» **Exercise brief**:
Set down again each entry exactly as it reads, pictures excluded.

=== Begin Enclosure ===

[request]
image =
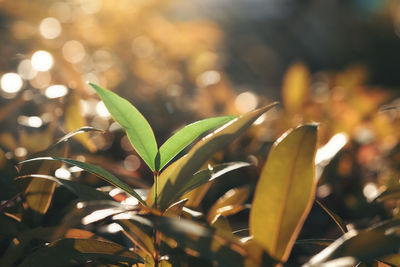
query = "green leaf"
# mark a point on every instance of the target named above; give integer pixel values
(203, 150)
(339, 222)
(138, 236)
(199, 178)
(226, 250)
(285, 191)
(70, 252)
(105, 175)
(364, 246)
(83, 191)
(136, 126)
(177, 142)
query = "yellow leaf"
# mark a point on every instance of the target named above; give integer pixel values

=== End Enclosure ===

» **Exercise result**:
[request]
image =
query = "green leaf"
# mark a point on every instance of the target named above; give integer pixel values
(203, 150)
(339, 222)
(138, 236)
(199, 178)
(226, 250)
(285, 191)
(70, 252)
(105, 175)
(364, 246)
(83, 191)
(136, 126)
(177, 142)
query = "yellow leaf"
# mark a point on every instance of the target named above; give integer pixel values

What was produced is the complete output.